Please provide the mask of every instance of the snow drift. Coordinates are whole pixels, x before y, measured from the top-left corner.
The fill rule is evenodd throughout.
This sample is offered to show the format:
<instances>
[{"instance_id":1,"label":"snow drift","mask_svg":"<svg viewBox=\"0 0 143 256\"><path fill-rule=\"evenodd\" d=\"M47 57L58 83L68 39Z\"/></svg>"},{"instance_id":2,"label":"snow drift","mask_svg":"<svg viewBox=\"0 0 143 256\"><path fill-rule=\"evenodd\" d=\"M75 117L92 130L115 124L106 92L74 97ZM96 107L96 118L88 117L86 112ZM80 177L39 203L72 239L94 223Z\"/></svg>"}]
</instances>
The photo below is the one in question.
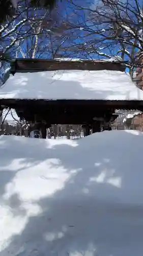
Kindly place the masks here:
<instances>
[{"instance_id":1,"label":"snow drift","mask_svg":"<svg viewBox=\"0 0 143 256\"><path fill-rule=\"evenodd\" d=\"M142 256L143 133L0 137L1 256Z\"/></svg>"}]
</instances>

▶ _GOAL OF THE EXERCISE_: Update the material above by replacing "top-left corner" with "upper-left corner" and leaving everything else unchanged. Omit the pictures from your answer.

▶ _RESPONSE TO THIS TASK_:
Please provide the mask of every instance of the snow drift. Coordinates are whole pixels, x before y, measured from the upper-left corner.
The fill rule is evenodd throughout.
This sample is offered to show the format:
<instances>
[{"instance_id":1,"label":"snow drift","mask_svg":"<svg viewBox=\"0 0 143 256\"><path fill-rule=\"evenodd\" d=\"M47 57L58 83L68 39Z\"/></svg>"},{"instance_id":2,"label":"snow drift","mask_svg":"<svg viewBox=\"0 0 143 256\"><path fill-rule=\"evenodd\" d=\"M75 117L92 130L115 124L106 92L74 97ZM96 107L96 118L88 117L86 112ZM80 177L39 203L72 239L94 223Z\"/></svg>"}]
</instances>
The photo below is the one in question.
Kindly place the masks here:
<instances>
[{"instance_id":1,"label":"snow drift","mask_svg":"<svg viewBox=\"0 0 143 256\"><path fill-rule=\"evenodd\" d=\"M142 256L143 133L0 137L1 256Z\"/></svg>"}]
</instances>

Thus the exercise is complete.